## GIVEN INSTRUCTION A
List the three things the luau in the Barbados travel memoir came complete with.
## GIVEN INSTRUCTION B
Pick up the Barbados travel memoir after its final sentence and keep writing.

## EXTRACT PROVIDED

▬▬▬▬▬▬▬▬▬▬

My mother, startled by the appellation, looked to my father for proof of her sudden, elevated status, and in no time we were waved into the country. After a longish left-handed drive through lush landscapes, we were soon settled in our cottage, a charming respite on a slope of Bermuda grass cropped close as a fairway and surrounded by low shrubs of rose mallow and bird of paradise.

Well-to-do friends of my parents were staying with their two girls at Sandy Lane, an exclusive resort on the calm, upper-crust side of bell-shaped Barbados, a place out of reach for us despite the very good living my father made. Instead, he had booked the five of us—my parents, my younger brother, sister and me—into an old British homestead on the wilder eastern shore, a former pirate’s castle that had been converted into a hotel. We occupied one of the newer guesthouses perched on the surrounding cliffs, where waves crashed in spectacular fashion against the coral hollows, and just as fearsomely along the nearby beach. It was our first exposure to a tropical island, and the water’s rough surface didn’t quite live up to what any of us imagined a Caribbean shore to be. My father scoffed at our timidity. “Good for the character,” he huffed.

Sam Lord's Castle, as it once looked, before a suspicious fire destroyed it.

Sam Lord’s Castle, as it once looked, before a suspicious fire destroyed it.

Our first night, we walked up the hill to the castle like good serfs and dined on dolphin fish, plantains, and Edwardian splendor, served up by a white-gloved staff with the same bespoke accent as their airport counterparts. By dessert, we felt like revered guests. My parents enjoyed a couple or three after-dinner drinks before we descended to our seaside abode and comfortable beds hard by the jalousied windows. Within minutes, my father rousted all of us with complaints of the noisy air-conditioning units squeaking incessantly.

Calls were made to the front desk. “I’m paying all this money to listen to this racket?” my father grumbled in ever-louder tones. Immediately, a surfeit of startled staff appeared in our cottage to attend to the matter and smooth ruffled feathers. Meanwhile my mother, brother, sister and I watched with increasing embarrassment our father’s tirade at our accommodating hosts, who, after about fifteen minutes, assessed the problem: Tree frogs—melodious, chirping tree frogs singing their nightly lullaby. My father was immediately placated, apologized profusely, and slept like a man endowed.

Adjusting to Caribbean life was by turns smooth and bumpy. Sweetening the adventure were the sugar birds that fluttered marvelously around our heads at breakfast on the castle’s porch, brazenly dipping their beaks into sugar bowls filled with local cane and sipping the maple syrup, imported from Vermont, that covered our pancakes.

Equally pleasurable, every afternoon my siblings and I sized up the churning Atlantic and dove fearlessly into the breaking waves headfirst. We had the steep white beach to ourselves save for a boy my brother’s age, a native of the island who watched our antics with some interest. He didn’t know how to swim, he told us matter-of-factly despite our wide-eyed inability to square the incongruity of a land-locked existence aboard this island Eden.

Less pleasurable, our second night introduced us to our first luau, a Hawaiian-style pig roast and barbecue complete with flaming torches, limbo contest and steel-drum band, whose leader exhorted guests to join him on the sandy dance floor. No one did—certainly not we three youngsters, shy enough at school dances at home and not about to come forward on a beach, no matter how alluring the swaying palms or distance from school friends.

▬▬▬▬▬▬▬▬▬▬

## SUPPLIED DATA
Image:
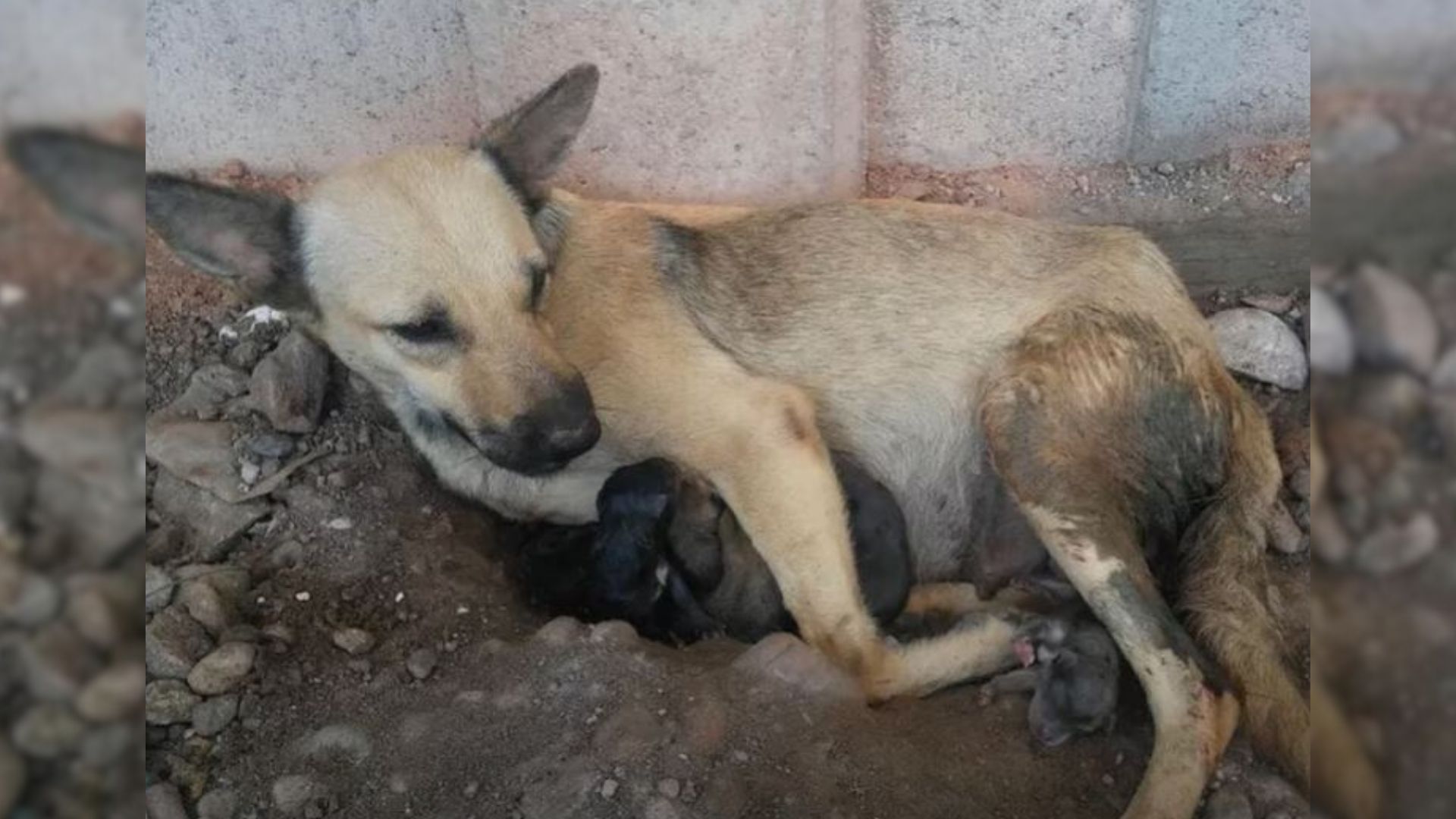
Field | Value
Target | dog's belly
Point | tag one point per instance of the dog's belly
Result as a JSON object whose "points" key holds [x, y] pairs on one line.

▬▬▬▬▬▬▬▬▬▬

## FINAL ANSWER A
- Flaming torches
- A limbo contest
- A steel-drum band

## FINAL ANSWER B
But our father was of a different temperament. Never one to waste good music, he’d sweep my mother onto any available dance floor at the first downbeat. On this night, for some reason, he chose to spectate, to be entertained by the ersatz Polynesian flavors drifting his way. Moody in the best of times, he suddenly ordered the three of us to get out there and dance, the edge in his voice making it clear that any dissension in the ranks would not be tolerated.

Our stomachs lurched with humiliation as we shuffled to the center of the circle, the lone performers. Hopping side to side to the unfamiliar musical currents, our sunburned limbs bobbing awkwardly, we trembled under the ever-louder drumming until, finally, the sound of plinking steel crashed over us in one gigantic wave. Bowed by the onslaught, we scurried back to the table, holding our ears in relief and shame at our poor showing.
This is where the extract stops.